— BEGIN Passage provided —
Yes! There really are!!! One case I've been told of is an SPI bridge
that uses the first byte of the transfer to obtain the chip select.
> Isn't what you're
> describing really a case of an SPI bridge, as you also call it below? In
> which case, I think, it might make sense to cleanly differentiate these
> two cases:
>
> 1. SPI chipselect. Either controlled by an external (typically a GPIO)
> signal or by the controller itself, in the latter case the controller has
> to be configured with the required address
>
> 2. SPI bridge. I don't know such configurations, so, I can only guess: the
> SPI controller has a single SPI client, which acts like a bridge. It
> receives data from the primary host, and in this data the target client
> data and its address are encoded.
Yes, this is probably appropriate.
> Now, I can also imagine case 2 where the bridge is actually a part of the
> host controller... Even though this doesn't make any sense to me.
Hmmm, yeah, I suppose it is possible; but if it is internal to the bus
controller then it can also be handled internally by the bus
controller driver and probably won't need to be reflected in the
device tree layout.
— END Passage provided —
→ **Required work**:
a) In the SPI email exchange, rewrite the quoted paragraph that begins "2. SPI bridge." as a short bulleted list that keeps its main facts.
b) Write the next part of the SPI email exchange, picking up after its last sentence.
The records after this point are separate material and have nothing to do with the SPI email exchange.
— BEGIN Data entries —
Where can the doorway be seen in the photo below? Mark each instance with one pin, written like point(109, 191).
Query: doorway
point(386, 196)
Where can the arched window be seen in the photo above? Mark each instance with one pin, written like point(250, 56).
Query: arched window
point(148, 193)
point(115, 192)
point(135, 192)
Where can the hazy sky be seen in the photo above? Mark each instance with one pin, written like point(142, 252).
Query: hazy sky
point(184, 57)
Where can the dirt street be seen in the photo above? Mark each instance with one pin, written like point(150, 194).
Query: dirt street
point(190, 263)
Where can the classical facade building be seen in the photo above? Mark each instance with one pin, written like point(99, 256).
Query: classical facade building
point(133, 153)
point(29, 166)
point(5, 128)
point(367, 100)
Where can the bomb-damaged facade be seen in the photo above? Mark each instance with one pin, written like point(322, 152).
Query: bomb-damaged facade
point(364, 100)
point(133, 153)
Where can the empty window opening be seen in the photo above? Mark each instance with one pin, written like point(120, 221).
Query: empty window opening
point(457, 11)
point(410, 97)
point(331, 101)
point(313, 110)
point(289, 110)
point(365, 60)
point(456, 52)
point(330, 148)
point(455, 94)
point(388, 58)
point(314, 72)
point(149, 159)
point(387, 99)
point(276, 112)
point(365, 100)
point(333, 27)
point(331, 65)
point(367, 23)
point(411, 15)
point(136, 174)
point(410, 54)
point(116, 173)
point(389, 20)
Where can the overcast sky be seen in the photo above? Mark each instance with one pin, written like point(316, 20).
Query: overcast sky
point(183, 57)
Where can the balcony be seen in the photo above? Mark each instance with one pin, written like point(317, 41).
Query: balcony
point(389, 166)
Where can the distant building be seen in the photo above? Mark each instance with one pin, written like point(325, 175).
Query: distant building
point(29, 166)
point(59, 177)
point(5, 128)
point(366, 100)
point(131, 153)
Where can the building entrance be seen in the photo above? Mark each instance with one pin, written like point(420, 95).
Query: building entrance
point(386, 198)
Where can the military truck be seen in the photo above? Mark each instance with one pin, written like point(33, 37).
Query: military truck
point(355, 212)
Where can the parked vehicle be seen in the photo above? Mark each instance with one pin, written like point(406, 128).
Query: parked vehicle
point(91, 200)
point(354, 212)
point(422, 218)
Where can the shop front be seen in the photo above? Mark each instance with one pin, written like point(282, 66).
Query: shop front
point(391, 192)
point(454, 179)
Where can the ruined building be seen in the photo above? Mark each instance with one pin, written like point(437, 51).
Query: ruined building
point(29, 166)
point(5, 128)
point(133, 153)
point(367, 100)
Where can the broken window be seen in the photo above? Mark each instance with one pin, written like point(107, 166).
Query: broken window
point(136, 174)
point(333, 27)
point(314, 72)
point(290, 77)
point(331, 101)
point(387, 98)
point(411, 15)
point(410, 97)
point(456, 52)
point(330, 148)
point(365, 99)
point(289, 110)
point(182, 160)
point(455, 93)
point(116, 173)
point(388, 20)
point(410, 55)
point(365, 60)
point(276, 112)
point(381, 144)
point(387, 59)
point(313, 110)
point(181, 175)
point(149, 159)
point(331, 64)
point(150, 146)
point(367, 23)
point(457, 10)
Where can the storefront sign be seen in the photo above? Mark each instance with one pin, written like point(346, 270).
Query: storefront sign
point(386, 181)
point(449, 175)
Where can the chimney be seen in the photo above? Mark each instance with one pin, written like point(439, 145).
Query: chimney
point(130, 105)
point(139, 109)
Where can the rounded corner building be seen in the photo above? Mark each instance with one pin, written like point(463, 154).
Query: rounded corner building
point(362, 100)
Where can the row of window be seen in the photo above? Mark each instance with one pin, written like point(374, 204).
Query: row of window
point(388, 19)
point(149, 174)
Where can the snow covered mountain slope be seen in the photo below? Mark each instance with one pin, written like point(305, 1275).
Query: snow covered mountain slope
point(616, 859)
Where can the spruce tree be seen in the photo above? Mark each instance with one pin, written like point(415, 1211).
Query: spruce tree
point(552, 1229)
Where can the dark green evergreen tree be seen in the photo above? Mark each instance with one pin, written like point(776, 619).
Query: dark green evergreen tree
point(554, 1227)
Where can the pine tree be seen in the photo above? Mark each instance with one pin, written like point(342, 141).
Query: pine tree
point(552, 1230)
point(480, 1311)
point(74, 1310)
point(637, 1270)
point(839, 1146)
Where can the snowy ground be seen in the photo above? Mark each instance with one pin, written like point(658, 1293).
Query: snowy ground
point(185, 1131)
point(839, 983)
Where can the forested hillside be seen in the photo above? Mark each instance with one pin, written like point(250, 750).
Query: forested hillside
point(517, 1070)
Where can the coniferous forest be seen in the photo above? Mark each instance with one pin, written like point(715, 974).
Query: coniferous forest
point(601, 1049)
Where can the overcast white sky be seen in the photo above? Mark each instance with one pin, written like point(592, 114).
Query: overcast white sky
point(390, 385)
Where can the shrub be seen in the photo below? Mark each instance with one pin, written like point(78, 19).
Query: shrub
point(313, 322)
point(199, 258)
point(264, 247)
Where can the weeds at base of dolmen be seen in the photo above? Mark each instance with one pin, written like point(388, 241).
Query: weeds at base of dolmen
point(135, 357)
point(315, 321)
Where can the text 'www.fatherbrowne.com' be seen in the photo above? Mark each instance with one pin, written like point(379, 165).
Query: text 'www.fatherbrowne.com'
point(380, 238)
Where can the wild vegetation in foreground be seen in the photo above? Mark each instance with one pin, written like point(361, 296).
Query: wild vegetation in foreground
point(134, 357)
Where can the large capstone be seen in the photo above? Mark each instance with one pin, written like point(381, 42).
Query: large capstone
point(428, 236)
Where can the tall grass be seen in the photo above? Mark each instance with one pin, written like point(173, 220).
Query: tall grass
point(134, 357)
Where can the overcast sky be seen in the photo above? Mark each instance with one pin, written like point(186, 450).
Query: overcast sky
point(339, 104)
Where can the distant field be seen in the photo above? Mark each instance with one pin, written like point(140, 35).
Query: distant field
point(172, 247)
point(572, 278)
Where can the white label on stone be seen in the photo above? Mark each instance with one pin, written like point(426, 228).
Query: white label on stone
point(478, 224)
— END Data entries —
→ **Outputs in order**:
a)
- The writer has no experience with such setups and is only guessing.
- The SPI controller has a single SPI client that acts as a bridge.
- That client receives data from the primary host.
- This data encodes both the target client's data and its address.

b)
>> Essentially, the binding would need to describe the ability to
>> completely intercept and rewrite all SPI messages going through the CS
>> scheme.
It also needs to describe layouts which require SPI transfers in a
particular order. For example, if you're doing 2 SPI messages (M1 and
M2) to 2 different SPI devices (S1 and S2), and the CS lines are on a
GPIO expander which is a third SPI device (S3). In which case 5 or 6
SPI messages need to be transmitted:
ctrl msg -> S3 // To set the CS to S1
M1 -> S1
ctrl msg -> S3 // To clear the CS to S1
ctrl msg -> S3 // To set the CS to S2
M2 -> S2
ctrl msg -> S3 // To clear the CS to S2
An important subtlety to note here is that the GPIO device (S3) cannot
simply enqueue the control message to the SPI device when it is time
to send M1 or M2. Normal enqueuing would add the messages to the end
of the queue; too late to actually activate the relevant CS line.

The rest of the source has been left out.